→ **PARTS OF THE EXERCISE**
A - Answer these questions about the blog post on the Ropossa balloon, each on its own line:
(i) Which anniversary of Ropossa was marked on Monday?
(ii) What does the Ropossa mama say she is not?
(iii) According to the writer's Japanese friends, why does the writer get stopped by the police?
B - Write out again the part of the blog post on the Ropossa balloon that opens with the words containing "僕がロポッサに行ったが店長が" and closes with "I look suspicious.", swapping "alien registration card" for "residence card".

→ **TEXT EXTRACT**
************

Sunday, June 3, 2012

Is that an inflatable penis in your pocket or are you just happy to see me?


On Monday it was the 24 year anniversary of the "snack pub" Ropossa here in Sapporo. The mama of the Ropossa magic snack pub does magic but says she is not a magician. She is very good at spoon bending, balloon swallowing, and producing sponge rabbits, and would probably be called a magician by most people.

月曜日に「ロポッサ」というスナックの24周年だった。ロポッサのママがマジシャンではないと自分で言い張っているがスプーン曲げ・風船を飲む・スポンジ、色々なマジックをやっている。一般人から見たら、マジシャンだね。

She also does a lot of magic tricks with penis shaped sponges and balloons (she also loves poo-shaped toys, sponges, and balloons). My boss in our magic bar also loves tricks with penis shaped objects, so the Ropossa mama had bought a penis shaped balloon that she wanted to give to him.

ママはチンコの形のスポンジや風船のマジックも大好きだ(うんこのおもちゃやスポンジも大好き)。うちのマジックバーの店長もチンコのスポンジとかのマジックが大好きだ。ママがチンコの形の風船をうちの店長にあげたかった。

Since I went to Ropossa to congratulate them on the 24 year anniversary but my boss did not have time to go (both our magic bar and Ropossa are open more or less the same hours, so he had to work), the Ropossa mama asked me to take this huge penis shaped balloon and give it to my boss when I met him next.

僕がロポッサに行ったが店長がいけなかった。営業時間がほぼ同じだから。僕がチンコの風船を店長に渡してねってママに言われた。

In Sapporo, I often get stopped by the police and they want to see my alien registration card (my Japanese ID) and they ask me what I am doing etc. Sometimes they ask me to empty my pockets and show them everything I have on me. I am not sure why this happens to me all the time (my foreigner friends tell me it never happens to them), but my Japanese friends tell me it is because I look suspicious.

札幌では警察によく止められるんだ。外国人登録証明書を見せてとか、ポケットにあるもの全部出してとか、色々言われる。何でこんなに止められるか、よく分からない。外国人の友達が一回も止められたことないとか、皆そういう感じだそうだ。日本人の友達によれば、僕の見た目が怪しいから勿論止められるって。

Anyway, walking around with a huge penis in my pocket would not be the best time to be stopped by the police, so I walked straight to our magic bar and handed over the balloon that same night, haha. My boss was very happy.

でかいチンコのスポンジを持ち歩いている時に止められたら大変かもしれないと思って、直接マジックバーに渡しに行った、笑。店長、大喜び。

************

→ **DATASET CONTENT**

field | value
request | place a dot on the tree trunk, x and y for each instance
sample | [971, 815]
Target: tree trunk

************

→ **SOLUTIONS PER TASK**
A -
(i) The 24 year anniversary.
(ii) A magician.
(iii) Because the writer looks suspicious.

B -
僕がロポッサに行ったが店長がいけなかった。営業時間がほぼ同じだから。僕がチンコの風船を店長に渡してねってママに言われた。

In Sapporo, I often get stopped by the police and they want to see my residence card (my Japanese ID) and they ask me what I am doing etc. Sometimes they ask me to empty my pockets and show them everything I have on me. I am not sure why this happens to me all the time (my foreigner friends tell me it never happens to them), but my Japanese friends tell me it is because I look suspicious.